* ACTIVITY A *
In the shiitake mushroom passage, retype everything from "- Shiitake mushrooms" down to "of bioavailable iron." with no changes.
* ACTIVITY B *
According to the shiitake mushroom passage, how can substances in shiitake mushrooms help protect blood vessels? Answer in one to three sentences.
* ACTIVITY C *
State whether each statement agrees with the shiitake mushroom passage. Answer yes or no, and quote the words from the passage that decide it.
(i) The study on iron bioavailability was conducted on human subjects.
(ii) ICAM-1 is one of the adhesion molecules whose production is partially blocked by shiitake mushroom components.
(iii) The study found the iron in dried shiitake mushroom to be less bioavailable than ferrous gluconate.

What's New and Beneficial about Shiitake Mushrooms
- Although immune system support has often received much of the spotlight in shiitake mushroom research, recent study results involving support of the cardiovascular system have caught the attention of many researchers. In particular, recent studies have shown the ability of shiitake mushrooms to help protect us against cardiovascular diseases (including atherosclerosis) by preventing too much immune cell binding to the lining of our blood vessels. In order for immune cells and other materials to bind onto our blood vessel linings, certain protein molecules—called adhesion molecules—must be produced and sent into action. By helping to block the adhesion molecule production process, substances in shiitake mushrooms can help protect our blood vessels. (The adhesion molecule production that is partially blocked by shiitake mushroom components includes the adhesion molecules ICAM-1, VCAM-1, and E-selectin.)
- Shiitake mushrooms have long been recognized as a very good, non-animal food source of iron. But a recent preliminary study has determined that the bioavailability of iron from shiitake mushrooms may be even better than we thought. Although conducted on laboratory animals (female rats) rather than humans, this study found the iron in dried shiitake mushroom to be equally as bioavailable as supplemental iron in the form of ferrous gluconate. (Ferrous gluconate is a very commonly used low-dose iron supplement.) While we don't usually spotlight research on laboratory animals, we found this result to be especially promising for individuals who consume little or no animal products and are often looking for foods that can supply valuable amounts of bioavailable iron.

* INFORMATION *
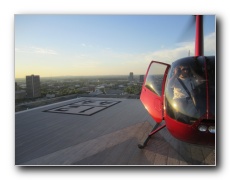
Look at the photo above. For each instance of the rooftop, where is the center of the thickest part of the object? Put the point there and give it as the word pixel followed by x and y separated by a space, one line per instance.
pixel 99 131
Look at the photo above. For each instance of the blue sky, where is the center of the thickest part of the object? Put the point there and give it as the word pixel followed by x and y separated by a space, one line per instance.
pixel 82 45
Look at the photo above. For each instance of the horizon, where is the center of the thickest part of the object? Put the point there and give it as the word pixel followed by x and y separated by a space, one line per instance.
pixel 103 45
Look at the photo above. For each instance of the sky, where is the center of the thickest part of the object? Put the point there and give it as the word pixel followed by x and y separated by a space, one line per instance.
pixel 89 45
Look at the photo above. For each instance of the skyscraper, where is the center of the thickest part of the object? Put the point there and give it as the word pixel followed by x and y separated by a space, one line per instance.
pixel 131 76
pixel 33 86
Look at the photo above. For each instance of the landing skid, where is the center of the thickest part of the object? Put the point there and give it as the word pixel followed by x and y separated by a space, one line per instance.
pixel 155 130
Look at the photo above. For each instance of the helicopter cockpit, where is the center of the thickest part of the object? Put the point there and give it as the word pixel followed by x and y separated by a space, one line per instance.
pixel 190 89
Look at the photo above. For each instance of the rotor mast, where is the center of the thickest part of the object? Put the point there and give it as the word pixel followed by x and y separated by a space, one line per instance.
pixel 199 49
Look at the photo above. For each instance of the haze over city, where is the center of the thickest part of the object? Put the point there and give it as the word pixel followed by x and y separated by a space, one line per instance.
pixel 89 45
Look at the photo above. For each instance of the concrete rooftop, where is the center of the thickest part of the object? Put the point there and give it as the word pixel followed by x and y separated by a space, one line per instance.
pixel 99 132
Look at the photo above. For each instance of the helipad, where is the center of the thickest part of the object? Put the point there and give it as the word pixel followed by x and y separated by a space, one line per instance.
pixel 101 132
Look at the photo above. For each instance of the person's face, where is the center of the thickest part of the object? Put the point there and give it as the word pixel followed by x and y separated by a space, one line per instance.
pixel 184 71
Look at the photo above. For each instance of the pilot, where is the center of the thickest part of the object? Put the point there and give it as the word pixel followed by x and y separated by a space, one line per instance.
pixel 183 83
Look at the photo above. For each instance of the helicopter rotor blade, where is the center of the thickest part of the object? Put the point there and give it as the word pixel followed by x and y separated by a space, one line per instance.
pixel 188 32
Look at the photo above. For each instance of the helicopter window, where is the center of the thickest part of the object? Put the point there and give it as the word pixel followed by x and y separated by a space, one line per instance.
pixel 155 77
pixel 185 91
pixel 211 83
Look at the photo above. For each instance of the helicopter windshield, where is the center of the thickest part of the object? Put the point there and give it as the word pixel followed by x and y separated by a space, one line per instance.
pixel 185 92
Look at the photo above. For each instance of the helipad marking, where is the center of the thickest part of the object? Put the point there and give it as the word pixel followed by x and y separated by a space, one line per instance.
pixel 86 107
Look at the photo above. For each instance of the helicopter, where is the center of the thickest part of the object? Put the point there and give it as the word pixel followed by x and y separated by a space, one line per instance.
pixel 193 119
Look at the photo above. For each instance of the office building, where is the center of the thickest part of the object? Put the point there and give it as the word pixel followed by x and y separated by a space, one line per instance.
pixel 33 86
pixel 131 76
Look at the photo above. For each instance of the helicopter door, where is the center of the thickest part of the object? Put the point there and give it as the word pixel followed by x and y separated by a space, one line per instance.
pixel 152 92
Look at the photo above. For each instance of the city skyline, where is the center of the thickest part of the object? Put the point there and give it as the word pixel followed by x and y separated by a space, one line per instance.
pixel 94 45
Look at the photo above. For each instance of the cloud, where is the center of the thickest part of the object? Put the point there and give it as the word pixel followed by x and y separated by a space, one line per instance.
pixel 36 50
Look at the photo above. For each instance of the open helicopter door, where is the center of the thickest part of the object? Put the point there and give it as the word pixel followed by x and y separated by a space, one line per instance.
pixel 152 93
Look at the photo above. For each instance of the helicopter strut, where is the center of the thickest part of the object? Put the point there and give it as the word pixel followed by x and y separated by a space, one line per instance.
pixel 155 130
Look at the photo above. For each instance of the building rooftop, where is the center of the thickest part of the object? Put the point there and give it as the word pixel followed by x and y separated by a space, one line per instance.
pixel 99 131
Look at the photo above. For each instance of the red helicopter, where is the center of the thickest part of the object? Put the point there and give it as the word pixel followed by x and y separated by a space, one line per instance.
pixel 183 95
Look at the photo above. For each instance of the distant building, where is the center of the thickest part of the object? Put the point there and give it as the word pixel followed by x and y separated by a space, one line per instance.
pixel 33 86
pixel 131 76
pixel 141 80
pixel 20 94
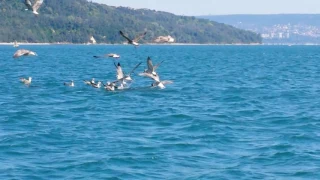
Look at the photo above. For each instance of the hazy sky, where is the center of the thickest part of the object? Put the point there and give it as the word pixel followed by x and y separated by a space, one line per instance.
pixel 214 7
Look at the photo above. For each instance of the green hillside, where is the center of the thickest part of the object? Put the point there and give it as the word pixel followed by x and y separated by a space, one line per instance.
pixel 75 20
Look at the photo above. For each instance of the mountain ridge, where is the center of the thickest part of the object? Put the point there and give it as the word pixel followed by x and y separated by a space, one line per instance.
pixel 74 21
pixel 276 28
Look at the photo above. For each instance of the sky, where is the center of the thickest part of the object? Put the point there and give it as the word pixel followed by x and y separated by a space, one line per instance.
pixel 222 7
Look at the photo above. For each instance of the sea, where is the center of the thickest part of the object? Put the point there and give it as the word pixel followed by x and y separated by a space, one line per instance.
pixel 232 112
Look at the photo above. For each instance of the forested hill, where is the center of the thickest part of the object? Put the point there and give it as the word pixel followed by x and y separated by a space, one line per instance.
pixel 74 21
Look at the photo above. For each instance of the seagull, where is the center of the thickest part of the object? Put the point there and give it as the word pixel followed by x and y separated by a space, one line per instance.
pixel 71 84
pixel 121 77
pixel 26 81
pixel 96 85
pixel 151 71
pixel 24 52
pixel 35 7
pixel 134 41
pixel 89 82
pixel 110 86
pixel 160 84
pixel 112 55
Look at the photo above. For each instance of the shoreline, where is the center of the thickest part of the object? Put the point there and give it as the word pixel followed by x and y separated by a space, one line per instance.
pixel 161 44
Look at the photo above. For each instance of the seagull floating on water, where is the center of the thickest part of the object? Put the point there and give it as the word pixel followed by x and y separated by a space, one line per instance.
pixel 160 84
pixel 151 71
pixel 71 84
pixel 112 55
pixel 133 41
pixel 87 82
pixel 26 81
pixel 35 7
pixel 121 77
pixel 96 85
pixel 110 86
pixel 24 52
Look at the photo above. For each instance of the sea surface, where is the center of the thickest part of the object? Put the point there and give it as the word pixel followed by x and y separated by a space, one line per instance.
pixel 233 112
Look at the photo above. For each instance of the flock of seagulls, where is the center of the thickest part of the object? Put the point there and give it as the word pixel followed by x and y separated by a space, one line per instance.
pixel 122 81
pixel 34 8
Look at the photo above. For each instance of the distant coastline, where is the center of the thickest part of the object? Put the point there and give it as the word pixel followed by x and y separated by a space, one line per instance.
pixel 166 44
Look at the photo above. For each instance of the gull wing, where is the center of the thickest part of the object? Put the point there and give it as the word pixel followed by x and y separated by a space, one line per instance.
pixel 154 77
pixel 37 5
pixel 119 71
pixel 166 82
pixel 28 4
pixel 157 65
pixel 135 68
pixel 21 52
pixel 150 66
pixel 139 37
pixel 125 36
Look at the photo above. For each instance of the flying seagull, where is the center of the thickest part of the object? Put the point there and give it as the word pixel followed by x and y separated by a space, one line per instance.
pixel 26 81
pixel 121 77
pixel 110 86
pixel 133 41
pixel 35 7
pixel 24 52
pixel 71 84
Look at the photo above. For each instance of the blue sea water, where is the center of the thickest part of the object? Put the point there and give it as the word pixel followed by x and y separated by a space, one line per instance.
pixel 233 112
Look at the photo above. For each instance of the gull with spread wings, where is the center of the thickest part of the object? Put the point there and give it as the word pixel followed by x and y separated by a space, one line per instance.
pixel 133 41
pixel 151 71
pixel 24 52
pixel 121 77
pixel 34 8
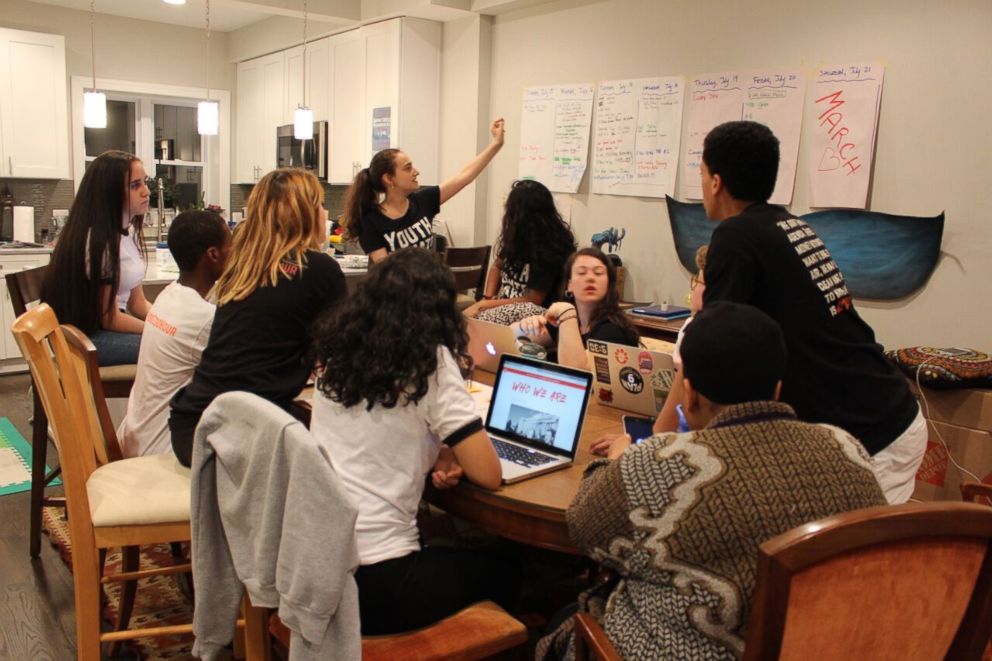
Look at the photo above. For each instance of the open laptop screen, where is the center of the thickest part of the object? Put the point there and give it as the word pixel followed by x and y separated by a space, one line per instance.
pixel 540 403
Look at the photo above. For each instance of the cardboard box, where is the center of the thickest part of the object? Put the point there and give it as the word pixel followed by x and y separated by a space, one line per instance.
pixel 938 477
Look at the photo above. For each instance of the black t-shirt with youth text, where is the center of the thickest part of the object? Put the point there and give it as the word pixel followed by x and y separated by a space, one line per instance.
pixel 415 228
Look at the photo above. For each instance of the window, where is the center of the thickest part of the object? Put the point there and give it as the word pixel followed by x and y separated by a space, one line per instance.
pixel 157 123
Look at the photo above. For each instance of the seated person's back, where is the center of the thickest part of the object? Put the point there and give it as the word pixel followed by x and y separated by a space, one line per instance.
pixel 680 516
pixel 176 331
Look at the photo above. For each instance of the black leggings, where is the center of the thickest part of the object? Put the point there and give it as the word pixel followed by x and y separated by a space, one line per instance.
pixel 426 586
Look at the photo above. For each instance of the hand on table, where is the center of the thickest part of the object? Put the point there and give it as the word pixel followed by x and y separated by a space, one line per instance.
pixel 447 471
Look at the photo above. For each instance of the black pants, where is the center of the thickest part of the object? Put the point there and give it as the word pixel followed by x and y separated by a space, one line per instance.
pixel 426 586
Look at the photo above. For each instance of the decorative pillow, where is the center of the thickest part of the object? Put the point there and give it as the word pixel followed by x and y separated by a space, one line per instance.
pixel 945 368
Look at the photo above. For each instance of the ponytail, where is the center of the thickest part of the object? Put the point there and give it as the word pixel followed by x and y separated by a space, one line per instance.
pixel 363 194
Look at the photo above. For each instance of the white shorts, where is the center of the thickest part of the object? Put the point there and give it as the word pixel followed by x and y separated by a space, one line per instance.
pixel 896 465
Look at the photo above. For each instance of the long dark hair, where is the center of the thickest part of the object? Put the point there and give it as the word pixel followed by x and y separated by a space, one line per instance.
pixel 363 194
pixel 533 232
pixel 380 345
pixel 87 255
pixel 609 308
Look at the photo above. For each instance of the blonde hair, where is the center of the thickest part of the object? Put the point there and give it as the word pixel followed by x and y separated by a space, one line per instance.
pixel 281 224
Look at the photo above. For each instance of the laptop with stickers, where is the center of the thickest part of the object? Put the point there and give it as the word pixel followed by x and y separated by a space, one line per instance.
pixel 630 378
pixel 535 415
pixel 486 341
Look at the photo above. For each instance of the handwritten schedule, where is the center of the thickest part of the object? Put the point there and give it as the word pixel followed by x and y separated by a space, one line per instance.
pixel 844 118
pixel 713 100
pixel 554 135
pixel 775 99
pixel 637 136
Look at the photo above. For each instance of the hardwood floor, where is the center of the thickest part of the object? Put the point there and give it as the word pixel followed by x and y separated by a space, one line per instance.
pixel 37 616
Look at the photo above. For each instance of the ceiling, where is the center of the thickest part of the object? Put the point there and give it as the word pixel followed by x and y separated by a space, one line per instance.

* RESULT A *
- Shiitake mushrooms have long been recognized as a very good, non-animal food source of iron. But a recent preliminary study has determined that the bioavailability of iron from shiitake mushrooms may be even better than we thought. Although conducted on laboratory animals (female rats) rather than humans, this study found the iron in dried shiitake mushroom to be equally as bioavailable as supplemental iron in the form of ferrous gluconate. (Ferrous gluconate is a very commonly used low-dose iron supplement.) While we don't usually spotlight research on laboratory animals, we found this result to be especially promising for individuals who consume little or no animal products and are often looking for foods that can supply valuable amounts of bioavailable iron.

* RESULT B *
Immune cells and other materials can bind to blood vessel linings only when adhesion molecules are produced and sent into action. Substances in shiitake mushrooms help block this production process, including production of ICAM-1, VCAM-1, and E-selectin. This prevents too much immune cell binding to the vessel linings.

* RESULT C *
(i) No: "conducted on laboratory animals (female rats) rather than humans"
(ii) Yes: "includes the adhesion molecules ICAM-1, VCAM-1, and E-selectin"
(iii) No: "equally as bioavailable as supplemental iron in the form of ferrous gluconate"